_Data provided_.

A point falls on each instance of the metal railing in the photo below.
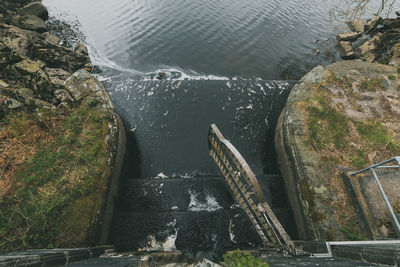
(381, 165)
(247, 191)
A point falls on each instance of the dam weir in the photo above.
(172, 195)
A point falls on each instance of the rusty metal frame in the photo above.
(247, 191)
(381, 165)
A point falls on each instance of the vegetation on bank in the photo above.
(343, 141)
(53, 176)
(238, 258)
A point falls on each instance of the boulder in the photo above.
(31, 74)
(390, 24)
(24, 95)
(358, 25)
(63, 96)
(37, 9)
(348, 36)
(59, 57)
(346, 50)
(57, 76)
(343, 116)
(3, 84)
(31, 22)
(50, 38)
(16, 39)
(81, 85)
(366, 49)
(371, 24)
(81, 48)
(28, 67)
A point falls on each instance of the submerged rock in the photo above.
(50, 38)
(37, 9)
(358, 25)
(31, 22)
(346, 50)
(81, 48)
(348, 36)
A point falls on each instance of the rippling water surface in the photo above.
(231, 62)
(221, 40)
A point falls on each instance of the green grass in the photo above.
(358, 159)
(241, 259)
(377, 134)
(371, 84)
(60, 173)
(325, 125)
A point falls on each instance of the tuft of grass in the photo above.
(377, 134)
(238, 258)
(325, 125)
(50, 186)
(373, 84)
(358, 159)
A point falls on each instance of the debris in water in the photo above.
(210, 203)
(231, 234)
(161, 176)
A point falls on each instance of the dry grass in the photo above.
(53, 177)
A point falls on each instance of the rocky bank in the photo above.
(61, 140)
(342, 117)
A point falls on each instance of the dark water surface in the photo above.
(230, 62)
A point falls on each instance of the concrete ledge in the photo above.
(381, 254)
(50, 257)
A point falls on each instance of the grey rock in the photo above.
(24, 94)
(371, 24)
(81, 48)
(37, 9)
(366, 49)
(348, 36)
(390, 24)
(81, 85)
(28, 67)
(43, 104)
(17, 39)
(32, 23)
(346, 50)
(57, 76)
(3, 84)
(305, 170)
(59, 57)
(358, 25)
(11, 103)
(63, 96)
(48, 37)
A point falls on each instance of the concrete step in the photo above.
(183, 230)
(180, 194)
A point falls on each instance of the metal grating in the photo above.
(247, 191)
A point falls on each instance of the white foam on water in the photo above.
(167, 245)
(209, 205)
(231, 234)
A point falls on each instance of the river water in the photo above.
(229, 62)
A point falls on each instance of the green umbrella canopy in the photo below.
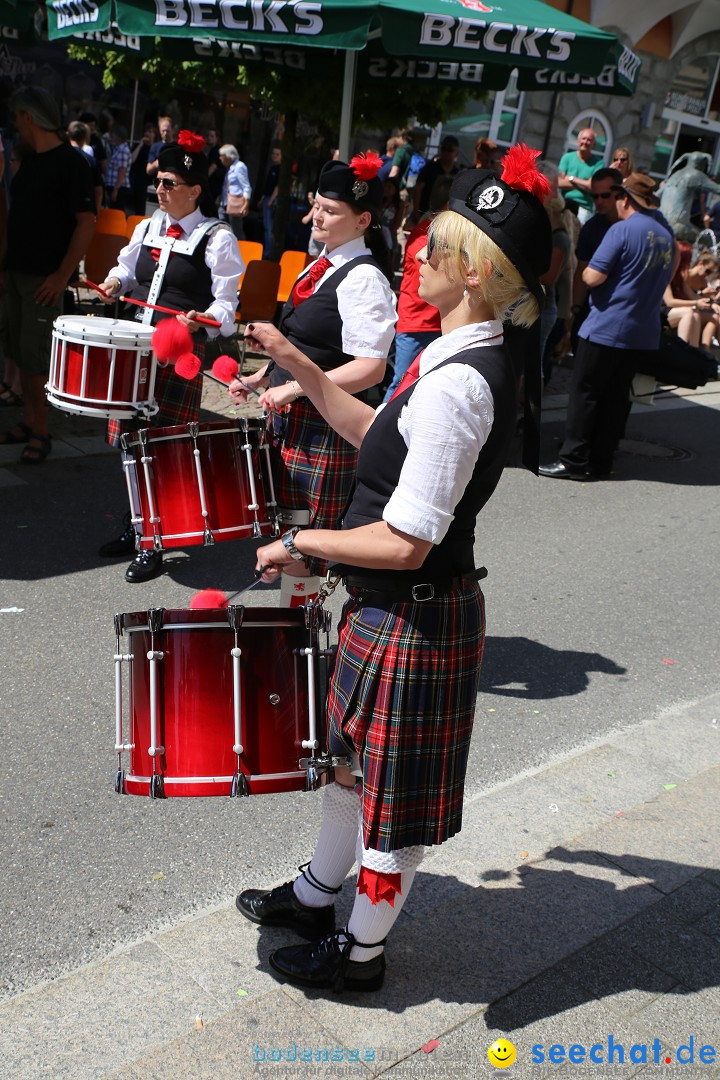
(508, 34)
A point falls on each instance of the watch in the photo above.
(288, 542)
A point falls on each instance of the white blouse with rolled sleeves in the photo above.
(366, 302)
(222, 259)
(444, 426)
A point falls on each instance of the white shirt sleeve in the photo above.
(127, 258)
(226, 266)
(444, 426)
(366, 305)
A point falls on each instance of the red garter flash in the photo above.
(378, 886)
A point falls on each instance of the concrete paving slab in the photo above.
---
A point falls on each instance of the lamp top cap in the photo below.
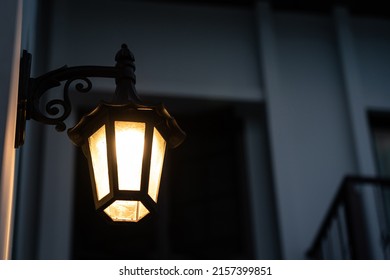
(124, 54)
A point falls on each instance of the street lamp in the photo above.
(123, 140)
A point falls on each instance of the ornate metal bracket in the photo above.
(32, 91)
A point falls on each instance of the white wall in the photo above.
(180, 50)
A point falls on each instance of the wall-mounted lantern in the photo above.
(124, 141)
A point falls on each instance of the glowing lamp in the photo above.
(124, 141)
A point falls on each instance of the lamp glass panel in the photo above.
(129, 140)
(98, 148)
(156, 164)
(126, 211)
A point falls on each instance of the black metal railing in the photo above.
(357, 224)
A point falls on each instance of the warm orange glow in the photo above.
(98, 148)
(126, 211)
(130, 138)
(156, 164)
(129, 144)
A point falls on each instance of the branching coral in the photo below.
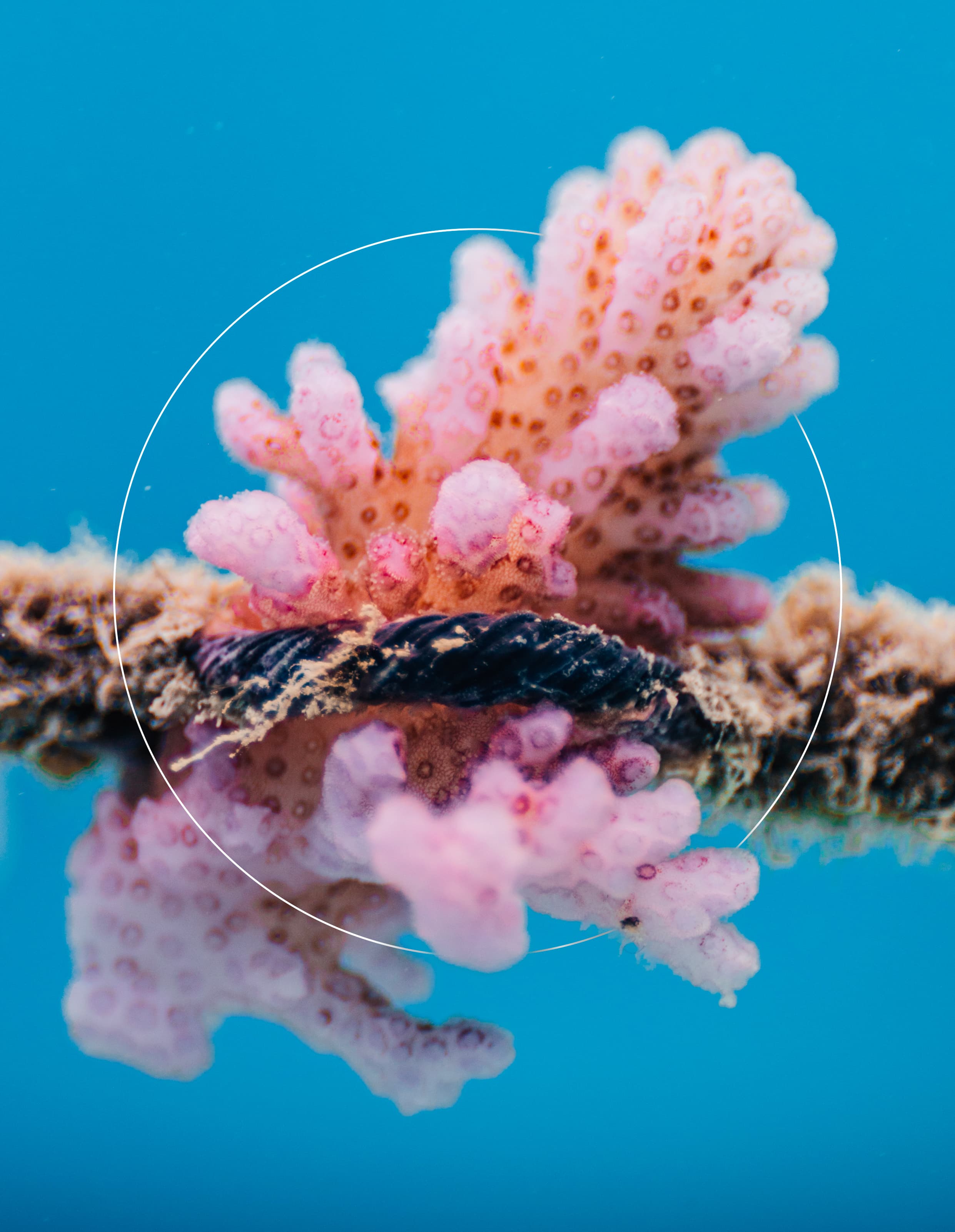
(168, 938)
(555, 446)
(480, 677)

_Description of the task_.
The lines to copy exactly start with the line above that has "A point falls on each instance of the river" and go on through the line that has "A point falls on each instance of the concrete paving"; please include both, add nothing else, and omit the pictures.

_Answer for this exercise_.
A point falls on each instance of the river water in the photo above.
(229, 62)
A point falls on each instance of the green umbrella canopy in the photo below.
(508, 34)
A point falls on each instance of the watch in the photo above.
(288, 542)
A point falls on each instance of the white blouse with rolled sleeves in the photo above.
(366, 302)
(222, 259)
(444, 426)
A point falls on each instance of the white shirt sleeve in the photo above.
(127, 258)
(226, 266)
(444, 426)
(366, 305)
A point falls on each instance of the red garter flash in the photo above.
(378, 886)
A point falls on each instance of the concrete paving slab in the photo above.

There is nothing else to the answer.